• [WHAT TO DO]
Repeat the lines below word for word, from the very first one through the line that contains "(1131, 105)".

• [SOURCE RECORDS]
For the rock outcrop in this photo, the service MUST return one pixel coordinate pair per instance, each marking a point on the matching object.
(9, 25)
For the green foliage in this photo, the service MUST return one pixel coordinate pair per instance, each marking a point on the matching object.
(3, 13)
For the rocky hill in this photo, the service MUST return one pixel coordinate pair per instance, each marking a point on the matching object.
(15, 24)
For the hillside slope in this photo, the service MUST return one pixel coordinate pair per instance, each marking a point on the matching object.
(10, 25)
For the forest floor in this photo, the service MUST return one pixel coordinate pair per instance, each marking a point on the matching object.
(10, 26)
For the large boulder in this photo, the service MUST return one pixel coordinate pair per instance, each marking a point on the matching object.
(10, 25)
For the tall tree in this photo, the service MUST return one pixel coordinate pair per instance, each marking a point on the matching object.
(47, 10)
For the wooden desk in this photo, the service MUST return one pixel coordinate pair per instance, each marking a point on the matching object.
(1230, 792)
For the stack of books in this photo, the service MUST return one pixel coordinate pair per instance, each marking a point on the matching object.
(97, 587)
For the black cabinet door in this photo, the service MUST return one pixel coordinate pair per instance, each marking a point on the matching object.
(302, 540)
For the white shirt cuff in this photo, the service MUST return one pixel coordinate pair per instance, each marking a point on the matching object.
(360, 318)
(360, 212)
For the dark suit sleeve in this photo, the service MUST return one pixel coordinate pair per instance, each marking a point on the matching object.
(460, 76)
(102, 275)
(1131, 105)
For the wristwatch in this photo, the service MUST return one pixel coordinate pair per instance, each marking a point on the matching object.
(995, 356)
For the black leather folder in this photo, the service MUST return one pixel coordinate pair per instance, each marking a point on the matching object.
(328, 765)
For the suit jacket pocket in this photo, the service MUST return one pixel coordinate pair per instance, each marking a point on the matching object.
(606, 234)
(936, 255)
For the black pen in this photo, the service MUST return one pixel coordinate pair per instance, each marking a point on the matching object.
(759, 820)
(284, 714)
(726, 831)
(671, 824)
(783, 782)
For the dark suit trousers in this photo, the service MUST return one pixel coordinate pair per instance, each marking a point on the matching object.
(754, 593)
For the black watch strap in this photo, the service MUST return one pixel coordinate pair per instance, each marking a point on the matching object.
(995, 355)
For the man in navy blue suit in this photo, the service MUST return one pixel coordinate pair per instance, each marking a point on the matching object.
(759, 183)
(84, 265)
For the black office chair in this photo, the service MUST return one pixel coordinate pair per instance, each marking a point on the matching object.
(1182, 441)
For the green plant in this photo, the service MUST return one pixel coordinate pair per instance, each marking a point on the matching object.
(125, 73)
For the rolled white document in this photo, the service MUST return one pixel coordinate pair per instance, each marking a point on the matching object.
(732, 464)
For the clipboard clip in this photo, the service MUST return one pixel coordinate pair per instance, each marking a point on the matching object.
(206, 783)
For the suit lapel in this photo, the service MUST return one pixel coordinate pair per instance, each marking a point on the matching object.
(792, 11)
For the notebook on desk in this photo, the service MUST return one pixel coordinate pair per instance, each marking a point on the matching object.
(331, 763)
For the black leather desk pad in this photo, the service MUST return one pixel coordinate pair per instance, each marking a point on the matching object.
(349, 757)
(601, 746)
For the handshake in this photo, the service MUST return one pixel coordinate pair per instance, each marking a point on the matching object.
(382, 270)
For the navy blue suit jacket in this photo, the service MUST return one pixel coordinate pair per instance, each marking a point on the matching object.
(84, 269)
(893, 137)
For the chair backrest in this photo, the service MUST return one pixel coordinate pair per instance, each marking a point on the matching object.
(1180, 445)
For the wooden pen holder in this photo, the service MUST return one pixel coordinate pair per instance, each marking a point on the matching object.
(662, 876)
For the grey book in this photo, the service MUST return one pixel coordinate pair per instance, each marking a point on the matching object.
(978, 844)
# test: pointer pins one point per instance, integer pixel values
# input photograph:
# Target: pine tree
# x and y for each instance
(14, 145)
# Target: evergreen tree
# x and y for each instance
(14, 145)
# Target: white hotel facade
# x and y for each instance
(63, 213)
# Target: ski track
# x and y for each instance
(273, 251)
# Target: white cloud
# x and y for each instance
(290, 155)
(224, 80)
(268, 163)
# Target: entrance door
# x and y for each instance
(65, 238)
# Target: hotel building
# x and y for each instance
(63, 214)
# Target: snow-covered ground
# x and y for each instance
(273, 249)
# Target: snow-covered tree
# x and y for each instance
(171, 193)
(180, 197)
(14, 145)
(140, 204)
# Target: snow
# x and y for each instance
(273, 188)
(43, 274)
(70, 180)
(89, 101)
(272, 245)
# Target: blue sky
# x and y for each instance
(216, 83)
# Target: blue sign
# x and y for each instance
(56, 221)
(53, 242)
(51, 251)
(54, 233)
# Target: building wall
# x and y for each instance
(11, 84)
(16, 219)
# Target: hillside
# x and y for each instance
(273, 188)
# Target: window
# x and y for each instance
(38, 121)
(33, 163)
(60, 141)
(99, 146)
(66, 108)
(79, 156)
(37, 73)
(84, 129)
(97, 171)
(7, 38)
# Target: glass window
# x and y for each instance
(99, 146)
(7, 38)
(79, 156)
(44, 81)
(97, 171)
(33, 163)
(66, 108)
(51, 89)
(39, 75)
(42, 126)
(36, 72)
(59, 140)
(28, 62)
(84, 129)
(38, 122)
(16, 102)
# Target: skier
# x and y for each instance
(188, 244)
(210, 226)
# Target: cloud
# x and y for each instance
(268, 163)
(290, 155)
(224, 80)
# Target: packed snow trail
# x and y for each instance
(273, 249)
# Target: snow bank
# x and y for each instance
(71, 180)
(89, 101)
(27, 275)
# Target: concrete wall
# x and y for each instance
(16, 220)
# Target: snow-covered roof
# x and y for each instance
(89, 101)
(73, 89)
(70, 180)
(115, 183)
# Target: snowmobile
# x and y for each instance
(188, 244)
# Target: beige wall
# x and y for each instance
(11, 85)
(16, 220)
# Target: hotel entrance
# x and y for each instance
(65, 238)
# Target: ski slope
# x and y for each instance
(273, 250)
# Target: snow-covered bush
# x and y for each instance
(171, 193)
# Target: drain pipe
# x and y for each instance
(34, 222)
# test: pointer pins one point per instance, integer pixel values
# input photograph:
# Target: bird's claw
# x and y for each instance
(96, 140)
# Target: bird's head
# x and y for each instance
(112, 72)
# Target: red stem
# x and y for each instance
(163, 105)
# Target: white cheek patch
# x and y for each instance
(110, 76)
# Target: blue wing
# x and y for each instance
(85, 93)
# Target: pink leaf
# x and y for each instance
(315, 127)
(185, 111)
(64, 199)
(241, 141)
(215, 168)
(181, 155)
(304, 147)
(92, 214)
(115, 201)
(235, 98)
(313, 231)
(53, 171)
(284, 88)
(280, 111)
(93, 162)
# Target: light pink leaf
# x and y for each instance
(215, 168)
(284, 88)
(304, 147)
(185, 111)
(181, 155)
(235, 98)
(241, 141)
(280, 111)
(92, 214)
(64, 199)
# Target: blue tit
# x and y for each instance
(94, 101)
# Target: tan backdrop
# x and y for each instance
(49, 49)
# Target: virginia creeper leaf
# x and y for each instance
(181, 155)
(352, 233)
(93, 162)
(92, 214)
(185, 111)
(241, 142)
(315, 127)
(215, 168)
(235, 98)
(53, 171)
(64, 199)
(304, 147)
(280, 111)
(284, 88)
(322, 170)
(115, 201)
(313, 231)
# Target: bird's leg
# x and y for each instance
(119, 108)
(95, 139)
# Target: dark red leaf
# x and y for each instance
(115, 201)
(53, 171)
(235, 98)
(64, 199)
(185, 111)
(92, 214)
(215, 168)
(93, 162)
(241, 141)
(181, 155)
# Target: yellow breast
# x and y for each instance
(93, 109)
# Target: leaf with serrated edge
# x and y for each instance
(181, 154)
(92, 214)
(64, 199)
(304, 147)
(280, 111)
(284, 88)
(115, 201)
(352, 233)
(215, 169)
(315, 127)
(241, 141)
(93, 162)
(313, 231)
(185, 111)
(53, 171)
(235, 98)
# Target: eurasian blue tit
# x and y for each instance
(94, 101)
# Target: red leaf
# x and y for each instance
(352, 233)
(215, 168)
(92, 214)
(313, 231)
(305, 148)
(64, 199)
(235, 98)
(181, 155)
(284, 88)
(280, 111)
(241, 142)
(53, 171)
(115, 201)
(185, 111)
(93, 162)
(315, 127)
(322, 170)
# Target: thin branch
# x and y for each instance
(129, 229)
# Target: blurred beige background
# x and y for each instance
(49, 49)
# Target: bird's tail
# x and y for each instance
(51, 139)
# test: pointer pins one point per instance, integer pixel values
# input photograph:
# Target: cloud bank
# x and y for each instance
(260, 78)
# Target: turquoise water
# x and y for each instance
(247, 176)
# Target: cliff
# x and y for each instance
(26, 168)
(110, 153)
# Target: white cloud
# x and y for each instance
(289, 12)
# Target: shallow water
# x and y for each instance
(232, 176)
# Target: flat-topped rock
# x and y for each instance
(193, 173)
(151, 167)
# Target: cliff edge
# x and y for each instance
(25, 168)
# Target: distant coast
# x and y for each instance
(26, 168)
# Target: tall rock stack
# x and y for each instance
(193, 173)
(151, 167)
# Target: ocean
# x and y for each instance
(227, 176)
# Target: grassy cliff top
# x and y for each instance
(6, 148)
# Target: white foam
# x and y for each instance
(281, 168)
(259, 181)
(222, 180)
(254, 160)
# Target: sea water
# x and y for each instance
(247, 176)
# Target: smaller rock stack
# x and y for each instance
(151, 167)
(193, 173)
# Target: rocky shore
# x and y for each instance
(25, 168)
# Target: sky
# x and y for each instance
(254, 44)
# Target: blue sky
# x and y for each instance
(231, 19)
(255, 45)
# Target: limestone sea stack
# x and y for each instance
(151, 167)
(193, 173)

• [RESULT BELOW]
For the rock outcrop in this photo, the service MUST return one pixel coordinate pair per instance, each marking a point on the matching object.
(9, 25)
For the green foliage in this photo, the service MUST return one pixel coordinate pair per instance, each marking a point on the matching object.
(3, 13)
For the rocky hill in this photo, the service MUST return one pixel coordinate pair per instance, each marking a point on the matching object.
(15, 24)
For the hillside slope in this photo, the service MUST return one pixel coordinate pair per instance, each marking a point on the matching object.
(10, 25)
For the forest floor in this photo, the service MUST return one pixel coordinate pair per instance, each marking a point on the matching object.
(10, 26)
For the large boulder in this photo, the service MUST return one pixel coordinate pair per instance, each marking a point on the matching object.
(10, 25)
For the tall tree in this photo, the service MUST return one pixel coordinate pair per instance, each marking a point on the matching object.
(47, 10)
For the wooden desk in this photo, the service MUST return one pixel coordinate pair per instance, each marking a point on the matching object.
(1230, 792)
For the stack of books in this photo, the service MUST return one pixel coordinate pair per instance, each marking a point on the matching object.
(97, 587)
For the black cabinet door in this photo, the service MUST return one pixel coordinate pair per instance, each marking a point on the matching object.
(302, 540)
For the white shirt cuff in this photo, the service MUST return one pixel coordinate pair per instance, each marking a point on the matching object.
(360, 318)
(360, 212)
For the dark suit sleeve in this photo, the service MUST return one pixel coordinate pair per instance, each marking a point on the matching object.
(460, 76)
(102, 275)
(1131, 105)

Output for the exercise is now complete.